* [STUDY TEXT]:
= Beginning of Section =
Although Croatian forces did not capture Lipik and its immediate surroundings that day, Yugoslav and Serbian forces found themselves in a critical situation. That night JNA troops withdrew from the town to Donji Čaglić, leaving only two Territorial Defence companies behind.

Following the setback, Croatian units pulled back to their start positions to prepare for the next morning's attack. Approximately 30 men of the 1st Company of the 76th Battalion maintained contact during the night.

=== 6 December ===
At 08:00 a Croatian artillery preparation for the continuation of the attack on Lipik, Dobrovac and Kukunjevac commenced, followed by infantry and armoured advances at 09:00.

Serbian defenders, numbering roughly 180, occupied a position near the cemetery. Croats attacked along four directions:
- (left wing) From Filipovac along the road linking Pakrac and Lipik (Lipik Street) and the town's main street (Maria Theresa Street). Led by the MUP.
= End of Section =
* [EXERCISE DATA]:
= Beginning of Section =
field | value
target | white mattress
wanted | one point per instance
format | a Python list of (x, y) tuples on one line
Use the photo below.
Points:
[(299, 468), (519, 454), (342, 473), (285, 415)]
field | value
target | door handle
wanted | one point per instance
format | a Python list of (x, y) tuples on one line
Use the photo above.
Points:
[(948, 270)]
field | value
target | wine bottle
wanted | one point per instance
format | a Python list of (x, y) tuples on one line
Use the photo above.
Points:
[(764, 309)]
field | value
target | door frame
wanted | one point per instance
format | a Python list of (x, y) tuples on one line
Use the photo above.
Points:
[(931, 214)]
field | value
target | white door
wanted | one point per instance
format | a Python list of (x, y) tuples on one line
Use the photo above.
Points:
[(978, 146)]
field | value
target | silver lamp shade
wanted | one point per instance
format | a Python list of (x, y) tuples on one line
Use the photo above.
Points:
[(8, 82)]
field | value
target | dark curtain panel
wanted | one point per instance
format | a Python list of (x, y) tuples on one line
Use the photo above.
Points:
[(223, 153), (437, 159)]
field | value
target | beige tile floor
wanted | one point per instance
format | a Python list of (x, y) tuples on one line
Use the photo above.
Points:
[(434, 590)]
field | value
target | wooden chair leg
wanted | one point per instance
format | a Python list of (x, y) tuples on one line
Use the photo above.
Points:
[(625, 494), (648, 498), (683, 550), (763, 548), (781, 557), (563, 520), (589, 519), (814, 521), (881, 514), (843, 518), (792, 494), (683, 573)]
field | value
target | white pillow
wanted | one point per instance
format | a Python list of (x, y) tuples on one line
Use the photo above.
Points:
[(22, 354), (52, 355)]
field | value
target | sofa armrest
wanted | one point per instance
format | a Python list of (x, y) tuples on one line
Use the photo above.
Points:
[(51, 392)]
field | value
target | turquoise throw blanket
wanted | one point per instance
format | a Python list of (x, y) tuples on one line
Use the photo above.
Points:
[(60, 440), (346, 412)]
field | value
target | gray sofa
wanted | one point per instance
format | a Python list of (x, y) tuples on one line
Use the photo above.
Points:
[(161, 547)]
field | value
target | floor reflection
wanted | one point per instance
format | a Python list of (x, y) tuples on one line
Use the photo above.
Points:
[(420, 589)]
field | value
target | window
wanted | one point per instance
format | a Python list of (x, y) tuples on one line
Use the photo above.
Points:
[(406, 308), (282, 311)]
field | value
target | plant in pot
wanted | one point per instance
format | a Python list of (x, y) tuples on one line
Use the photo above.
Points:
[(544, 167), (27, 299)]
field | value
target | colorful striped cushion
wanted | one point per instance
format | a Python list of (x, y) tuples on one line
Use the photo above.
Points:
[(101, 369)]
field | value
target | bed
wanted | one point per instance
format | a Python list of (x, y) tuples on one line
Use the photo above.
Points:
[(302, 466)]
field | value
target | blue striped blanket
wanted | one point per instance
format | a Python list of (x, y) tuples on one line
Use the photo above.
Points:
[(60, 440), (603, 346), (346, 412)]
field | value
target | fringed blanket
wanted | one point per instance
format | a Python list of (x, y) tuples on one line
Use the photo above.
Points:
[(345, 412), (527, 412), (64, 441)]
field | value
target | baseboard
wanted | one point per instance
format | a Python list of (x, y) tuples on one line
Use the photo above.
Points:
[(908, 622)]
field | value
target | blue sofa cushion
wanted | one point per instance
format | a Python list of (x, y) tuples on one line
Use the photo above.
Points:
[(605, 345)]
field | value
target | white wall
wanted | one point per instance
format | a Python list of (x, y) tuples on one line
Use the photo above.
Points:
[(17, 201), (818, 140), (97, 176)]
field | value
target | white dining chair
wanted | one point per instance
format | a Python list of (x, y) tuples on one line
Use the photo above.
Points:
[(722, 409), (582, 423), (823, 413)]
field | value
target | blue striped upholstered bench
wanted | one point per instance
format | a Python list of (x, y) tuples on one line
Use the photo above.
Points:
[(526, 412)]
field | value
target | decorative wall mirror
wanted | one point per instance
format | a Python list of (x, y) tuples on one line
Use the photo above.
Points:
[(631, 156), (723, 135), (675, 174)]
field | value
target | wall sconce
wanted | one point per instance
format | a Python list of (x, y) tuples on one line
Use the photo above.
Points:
= End of Section =
* [REQUIRED ACTION]:
Reproduce the passage about the attack on Lipik word for word, starting at the words "Following the setback, Croatian" and ending after the words "advances at 09:00.".

* [RESULT OF THIS EXERCISE]:
Following the setback, Croatian units pulled back to their start positions to prepare for the next morning's attack. Approximately 30 men of the 1st Company of the 76th Battalion maintained contact during the night.

=== 6 December ===
At 08:00 a Croatian artillery preparation for the continuation of the attack on Lipik, Dobrovac and Kukunjevac commenced, followed by infantry and armoured advances at 09:00.